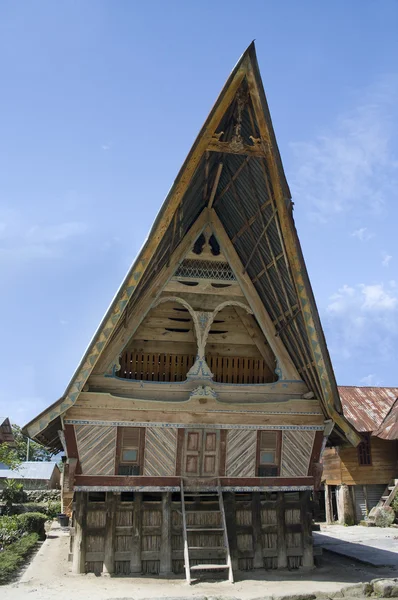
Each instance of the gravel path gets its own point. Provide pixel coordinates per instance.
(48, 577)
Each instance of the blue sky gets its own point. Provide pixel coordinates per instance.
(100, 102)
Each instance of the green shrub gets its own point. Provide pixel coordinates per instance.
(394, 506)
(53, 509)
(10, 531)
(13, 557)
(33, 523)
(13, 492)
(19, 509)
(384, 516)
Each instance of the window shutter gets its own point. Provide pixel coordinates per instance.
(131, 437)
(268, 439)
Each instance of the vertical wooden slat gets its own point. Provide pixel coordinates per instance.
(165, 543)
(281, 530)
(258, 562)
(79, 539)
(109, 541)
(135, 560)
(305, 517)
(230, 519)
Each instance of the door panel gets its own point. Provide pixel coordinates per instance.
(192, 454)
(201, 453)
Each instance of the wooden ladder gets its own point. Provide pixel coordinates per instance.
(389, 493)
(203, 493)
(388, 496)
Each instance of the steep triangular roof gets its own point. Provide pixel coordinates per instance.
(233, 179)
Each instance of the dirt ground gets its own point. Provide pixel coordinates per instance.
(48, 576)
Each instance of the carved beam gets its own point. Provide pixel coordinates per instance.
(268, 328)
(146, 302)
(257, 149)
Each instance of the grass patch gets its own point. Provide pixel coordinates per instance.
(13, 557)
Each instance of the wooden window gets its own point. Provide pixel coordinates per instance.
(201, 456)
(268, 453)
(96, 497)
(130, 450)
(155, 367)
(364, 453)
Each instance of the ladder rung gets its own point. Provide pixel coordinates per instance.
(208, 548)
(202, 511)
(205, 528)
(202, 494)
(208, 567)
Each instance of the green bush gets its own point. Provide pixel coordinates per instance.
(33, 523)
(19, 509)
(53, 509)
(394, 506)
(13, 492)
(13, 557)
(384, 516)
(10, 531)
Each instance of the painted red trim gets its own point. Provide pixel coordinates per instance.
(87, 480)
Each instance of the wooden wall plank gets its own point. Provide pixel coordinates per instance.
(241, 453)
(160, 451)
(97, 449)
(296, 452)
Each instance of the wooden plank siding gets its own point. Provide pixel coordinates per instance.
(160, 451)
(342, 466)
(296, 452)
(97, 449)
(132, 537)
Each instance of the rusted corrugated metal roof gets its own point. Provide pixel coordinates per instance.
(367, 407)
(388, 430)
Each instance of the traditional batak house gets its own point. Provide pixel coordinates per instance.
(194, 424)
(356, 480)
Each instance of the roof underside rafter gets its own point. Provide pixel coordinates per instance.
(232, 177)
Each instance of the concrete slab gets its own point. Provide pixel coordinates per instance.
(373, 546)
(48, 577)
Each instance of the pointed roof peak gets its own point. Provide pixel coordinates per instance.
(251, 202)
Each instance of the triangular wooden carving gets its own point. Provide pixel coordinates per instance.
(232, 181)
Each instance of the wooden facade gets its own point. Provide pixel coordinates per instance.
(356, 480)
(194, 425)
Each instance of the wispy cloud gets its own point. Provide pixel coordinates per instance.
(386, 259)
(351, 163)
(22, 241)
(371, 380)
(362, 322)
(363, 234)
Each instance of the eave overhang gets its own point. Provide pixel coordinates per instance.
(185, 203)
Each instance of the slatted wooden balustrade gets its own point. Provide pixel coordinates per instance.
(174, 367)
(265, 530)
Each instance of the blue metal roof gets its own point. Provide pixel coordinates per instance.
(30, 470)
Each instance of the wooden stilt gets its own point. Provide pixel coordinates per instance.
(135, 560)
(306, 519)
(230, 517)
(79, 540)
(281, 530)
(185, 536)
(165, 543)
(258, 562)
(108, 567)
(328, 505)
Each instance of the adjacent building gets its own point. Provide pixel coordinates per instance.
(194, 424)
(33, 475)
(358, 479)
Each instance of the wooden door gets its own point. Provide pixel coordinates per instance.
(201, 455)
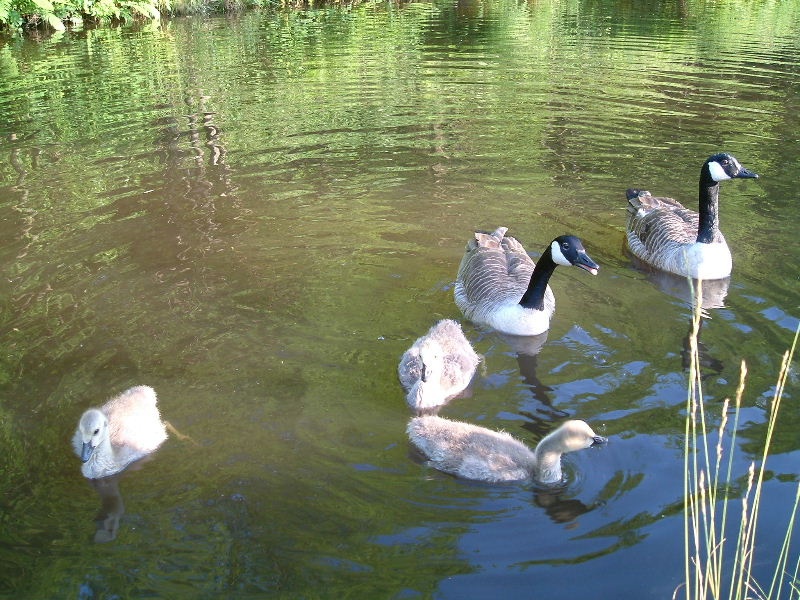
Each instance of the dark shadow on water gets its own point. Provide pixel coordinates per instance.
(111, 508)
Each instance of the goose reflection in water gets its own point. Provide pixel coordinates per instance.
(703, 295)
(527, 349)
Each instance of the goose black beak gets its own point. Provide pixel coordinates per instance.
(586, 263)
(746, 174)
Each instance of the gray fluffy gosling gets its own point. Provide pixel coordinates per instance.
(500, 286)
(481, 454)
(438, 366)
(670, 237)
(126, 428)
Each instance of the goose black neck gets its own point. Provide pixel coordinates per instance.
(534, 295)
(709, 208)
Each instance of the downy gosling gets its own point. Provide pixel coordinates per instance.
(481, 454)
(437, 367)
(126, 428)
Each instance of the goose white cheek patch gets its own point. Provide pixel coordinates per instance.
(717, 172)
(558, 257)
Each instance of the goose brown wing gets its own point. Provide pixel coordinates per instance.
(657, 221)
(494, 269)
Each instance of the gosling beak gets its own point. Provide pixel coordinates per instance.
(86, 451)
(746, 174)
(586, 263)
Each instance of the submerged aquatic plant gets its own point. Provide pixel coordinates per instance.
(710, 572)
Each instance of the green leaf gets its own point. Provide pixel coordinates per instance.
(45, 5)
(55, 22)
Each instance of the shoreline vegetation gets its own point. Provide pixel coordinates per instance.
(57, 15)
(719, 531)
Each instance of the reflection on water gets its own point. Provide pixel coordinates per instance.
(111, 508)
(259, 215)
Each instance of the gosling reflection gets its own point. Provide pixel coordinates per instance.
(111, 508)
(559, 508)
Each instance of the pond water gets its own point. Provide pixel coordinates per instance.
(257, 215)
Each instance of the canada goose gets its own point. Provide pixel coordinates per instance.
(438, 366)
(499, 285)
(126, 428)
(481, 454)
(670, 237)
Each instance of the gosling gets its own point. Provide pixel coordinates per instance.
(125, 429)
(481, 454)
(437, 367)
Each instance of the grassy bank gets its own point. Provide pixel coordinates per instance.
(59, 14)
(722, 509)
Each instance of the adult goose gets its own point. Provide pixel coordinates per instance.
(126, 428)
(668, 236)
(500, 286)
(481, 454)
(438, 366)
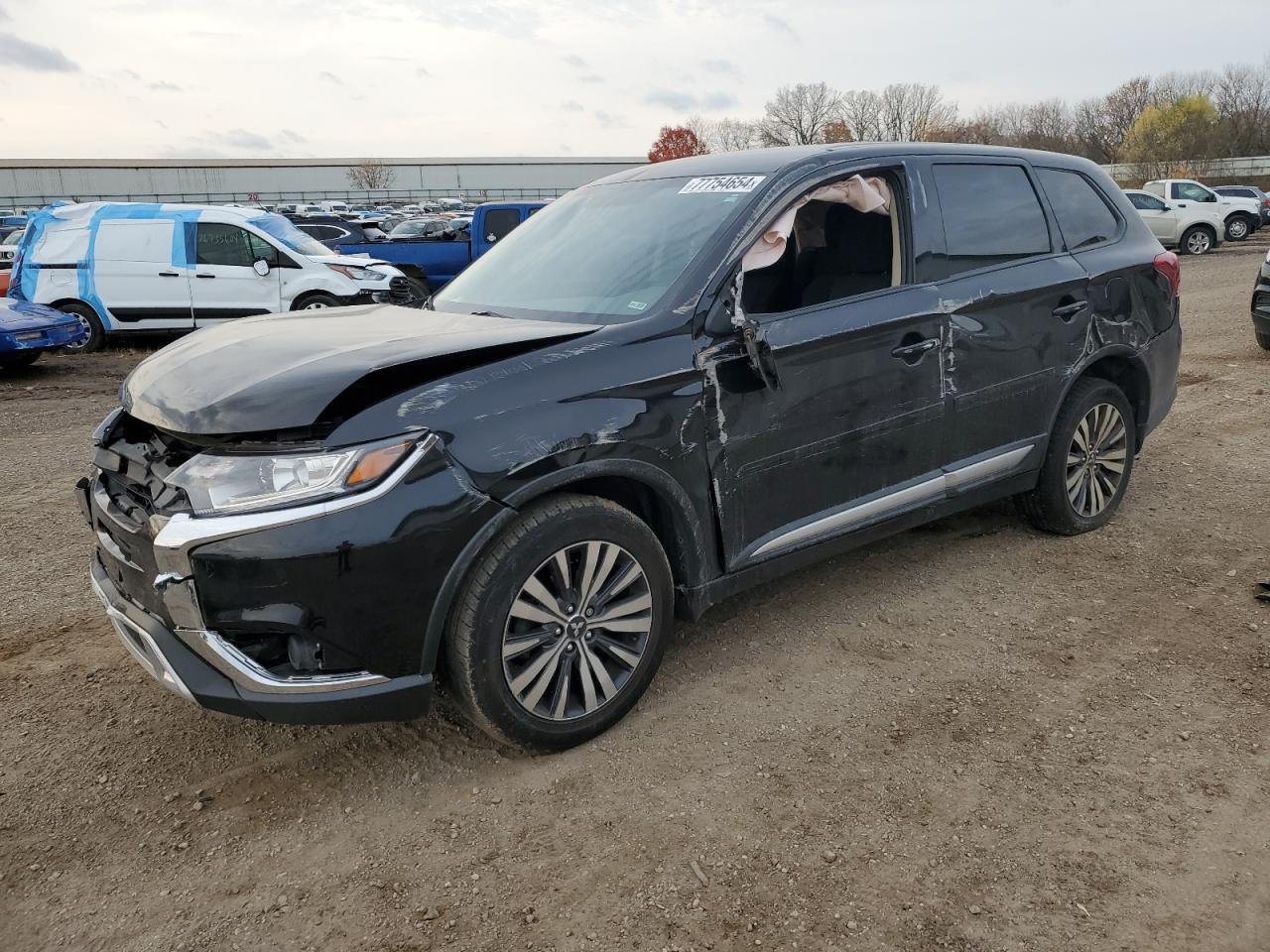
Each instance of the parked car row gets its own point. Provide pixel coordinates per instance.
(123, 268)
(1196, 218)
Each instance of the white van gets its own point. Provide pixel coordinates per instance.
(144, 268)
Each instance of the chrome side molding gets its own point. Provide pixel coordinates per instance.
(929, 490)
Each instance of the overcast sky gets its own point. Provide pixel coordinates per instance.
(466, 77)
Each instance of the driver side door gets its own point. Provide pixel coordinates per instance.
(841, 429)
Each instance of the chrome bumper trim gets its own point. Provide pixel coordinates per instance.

● ● ● ● ●

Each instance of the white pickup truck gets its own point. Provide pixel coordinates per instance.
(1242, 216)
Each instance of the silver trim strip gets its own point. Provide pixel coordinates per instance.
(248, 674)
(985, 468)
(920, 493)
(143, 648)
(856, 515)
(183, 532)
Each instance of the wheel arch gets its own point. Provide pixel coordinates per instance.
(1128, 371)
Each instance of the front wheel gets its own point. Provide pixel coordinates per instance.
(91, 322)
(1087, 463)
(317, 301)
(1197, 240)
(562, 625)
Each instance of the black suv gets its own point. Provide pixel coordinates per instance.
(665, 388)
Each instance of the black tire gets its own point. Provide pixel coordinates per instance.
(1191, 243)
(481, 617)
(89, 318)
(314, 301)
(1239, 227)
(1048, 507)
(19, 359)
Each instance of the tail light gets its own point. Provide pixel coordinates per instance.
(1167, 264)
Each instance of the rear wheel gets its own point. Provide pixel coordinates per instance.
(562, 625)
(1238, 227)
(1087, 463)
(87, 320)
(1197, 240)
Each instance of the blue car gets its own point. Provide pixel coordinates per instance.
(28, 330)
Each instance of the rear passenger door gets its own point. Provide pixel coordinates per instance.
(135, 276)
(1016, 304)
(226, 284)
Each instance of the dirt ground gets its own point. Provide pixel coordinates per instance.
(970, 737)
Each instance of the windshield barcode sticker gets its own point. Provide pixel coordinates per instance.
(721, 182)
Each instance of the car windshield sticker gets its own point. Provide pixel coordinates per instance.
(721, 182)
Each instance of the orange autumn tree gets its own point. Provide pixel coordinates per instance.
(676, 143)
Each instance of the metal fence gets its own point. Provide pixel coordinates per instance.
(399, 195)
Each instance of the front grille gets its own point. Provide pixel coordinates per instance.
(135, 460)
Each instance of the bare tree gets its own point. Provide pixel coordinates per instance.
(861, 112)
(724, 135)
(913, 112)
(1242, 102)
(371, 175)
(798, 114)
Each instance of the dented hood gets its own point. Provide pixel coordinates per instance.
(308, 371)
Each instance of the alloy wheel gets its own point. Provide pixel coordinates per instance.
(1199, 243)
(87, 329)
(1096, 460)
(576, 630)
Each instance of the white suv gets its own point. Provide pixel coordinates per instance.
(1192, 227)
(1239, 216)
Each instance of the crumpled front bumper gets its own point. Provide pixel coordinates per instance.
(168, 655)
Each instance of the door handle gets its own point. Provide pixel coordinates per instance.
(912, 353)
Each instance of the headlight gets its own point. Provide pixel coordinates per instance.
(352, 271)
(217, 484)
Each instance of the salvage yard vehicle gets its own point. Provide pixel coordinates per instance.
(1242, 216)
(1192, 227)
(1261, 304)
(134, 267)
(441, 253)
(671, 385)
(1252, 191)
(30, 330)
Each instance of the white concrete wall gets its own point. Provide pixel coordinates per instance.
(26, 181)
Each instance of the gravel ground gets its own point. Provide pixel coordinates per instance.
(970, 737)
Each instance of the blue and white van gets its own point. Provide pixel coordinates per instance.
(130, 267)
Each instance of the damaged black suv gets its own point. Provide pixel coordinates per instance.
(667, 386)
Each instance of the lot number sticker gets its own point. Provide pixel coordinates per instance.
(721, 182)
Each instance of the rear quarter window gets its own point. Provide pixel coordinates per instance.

● ● ● ● ●

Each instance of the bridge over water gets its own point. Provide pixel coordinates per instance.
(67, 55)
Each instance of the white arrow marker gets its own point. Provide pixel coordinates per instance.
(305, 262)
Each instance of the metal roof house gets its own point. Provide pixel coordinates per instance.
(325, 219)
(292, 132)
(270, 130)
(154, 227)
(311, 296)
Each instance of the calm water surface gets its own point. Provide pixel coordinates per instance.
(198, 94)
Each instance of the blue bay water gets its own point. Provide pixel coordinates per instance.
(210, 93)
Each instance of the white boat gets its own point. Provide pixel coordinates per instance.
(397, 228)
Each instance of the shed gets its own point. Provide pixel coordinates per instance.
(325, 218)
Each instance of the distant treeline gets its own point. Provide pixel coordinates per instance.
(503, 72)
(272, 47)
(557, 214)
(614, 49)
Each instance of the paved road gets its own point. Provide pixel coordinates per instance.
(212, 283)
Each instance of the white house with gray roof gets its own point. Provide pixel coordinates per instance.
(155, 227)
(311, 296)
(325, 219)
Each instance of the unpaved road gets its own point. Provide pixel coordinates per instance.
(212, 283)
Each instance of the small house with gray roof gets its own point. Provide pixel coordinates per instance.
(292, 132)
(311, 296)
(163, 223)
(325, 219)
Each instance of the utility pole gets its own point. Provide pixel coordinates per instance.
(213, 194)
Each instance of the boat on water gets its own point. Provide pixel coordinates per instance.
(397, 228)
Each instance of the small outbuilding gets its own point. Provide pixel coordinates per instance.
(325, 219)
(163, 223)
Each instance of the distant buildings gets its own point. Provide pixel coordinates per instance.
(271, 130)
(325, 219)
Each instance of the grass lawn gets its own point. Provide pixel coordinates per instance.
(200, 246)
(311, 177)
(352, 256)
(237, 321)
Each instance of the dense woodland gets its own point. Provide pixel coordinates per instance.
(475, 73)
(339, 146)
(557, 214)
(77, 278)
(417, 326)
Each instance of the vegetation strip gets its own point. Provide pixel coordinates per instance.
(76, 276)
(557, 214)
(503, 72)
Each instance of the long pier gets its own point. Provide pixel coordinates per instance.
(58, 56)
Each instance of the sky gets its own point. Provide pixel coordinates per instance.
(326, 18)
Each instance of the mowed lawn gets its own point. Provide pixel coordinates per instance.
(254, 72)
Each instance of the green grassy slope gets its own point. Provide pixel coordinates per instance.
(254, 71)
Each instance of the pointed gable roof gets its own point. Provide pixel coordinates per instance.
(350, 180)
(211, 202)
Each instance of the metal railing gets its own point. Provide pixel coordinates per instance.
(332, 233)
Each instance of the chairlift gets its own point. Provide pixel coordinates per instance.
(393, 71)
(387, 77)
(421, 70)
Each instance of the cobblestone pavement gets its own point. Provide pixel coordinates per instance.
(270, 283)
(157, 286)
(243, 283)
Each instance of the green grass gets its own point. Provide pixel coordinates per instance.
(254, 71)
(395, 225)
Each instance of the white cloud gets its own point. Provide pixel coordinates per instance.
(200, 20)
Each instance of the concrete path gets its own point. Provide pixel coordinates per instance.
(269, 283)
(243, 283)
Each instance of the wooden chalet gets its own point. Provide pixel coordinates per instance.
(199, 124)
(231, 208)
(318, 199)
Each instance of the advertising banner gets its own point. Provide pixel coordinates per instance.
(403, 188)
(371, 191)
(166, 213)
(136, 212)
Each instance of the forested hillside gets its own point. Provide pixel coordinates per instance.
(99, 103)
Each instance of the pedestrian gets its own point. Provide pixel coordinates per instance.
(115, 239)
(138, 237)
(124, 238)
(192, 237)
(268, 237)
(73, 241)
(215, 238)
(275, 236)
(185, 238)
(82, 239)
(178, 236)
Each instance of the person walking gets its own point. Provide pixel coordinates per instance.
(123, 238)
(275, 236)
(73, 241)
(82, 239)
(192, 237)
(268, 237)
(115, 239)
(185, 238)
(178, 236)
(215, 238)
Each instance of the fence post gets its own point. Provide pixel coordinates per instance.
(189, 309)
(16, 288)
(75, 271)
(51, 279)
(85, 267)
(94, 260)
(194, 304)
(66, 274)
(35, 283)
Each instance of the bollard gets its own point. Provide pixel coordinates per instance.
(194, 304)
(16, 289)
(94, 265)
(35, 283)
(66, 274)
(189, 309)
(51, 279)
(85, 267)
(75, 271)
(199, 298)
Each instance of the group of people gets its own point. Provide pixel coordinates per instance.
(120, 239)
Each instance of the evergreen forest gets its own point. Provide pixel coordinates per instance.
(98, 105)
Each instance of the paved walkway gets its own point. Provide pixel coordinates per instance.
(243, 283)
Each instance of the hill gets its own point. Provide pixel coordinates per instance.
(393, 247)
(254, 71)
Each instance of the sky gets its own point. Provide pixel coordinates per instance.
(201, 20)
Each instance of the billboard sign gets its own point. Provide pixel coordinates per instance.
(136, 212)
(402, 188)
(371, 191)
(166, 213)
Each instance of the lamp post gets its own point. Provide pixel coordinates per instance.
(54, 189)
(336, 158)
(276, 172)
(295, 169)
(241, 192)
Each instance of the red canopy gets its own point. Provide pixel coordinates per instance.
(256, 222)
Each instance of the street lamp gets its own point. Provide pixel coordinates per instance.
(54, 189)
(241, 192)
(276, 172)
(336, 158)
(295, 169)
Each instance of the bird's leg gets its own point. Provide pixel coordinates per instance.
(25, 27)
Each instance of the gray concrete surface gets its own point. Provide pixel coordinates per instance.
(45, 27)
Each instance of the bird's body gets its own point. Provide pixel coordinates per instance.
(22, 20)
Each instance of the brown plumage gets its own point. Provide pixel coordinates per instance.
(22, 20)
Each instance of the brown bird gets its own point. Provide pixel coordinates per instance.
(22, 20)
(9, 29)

● ● ● ● ●

* _Aim_: Pick out every line of the material that contains the word "window", and copy each one.

* _The answer_:
Each instance of the window shutter gets its own point. Provide pixel coordinates per instance.
Each instance of the wooden window gets its own point. Provide pixel coordinates per instance.
Each instance of the rear quarter window gets its own point. Provide pixel coordinates per instance.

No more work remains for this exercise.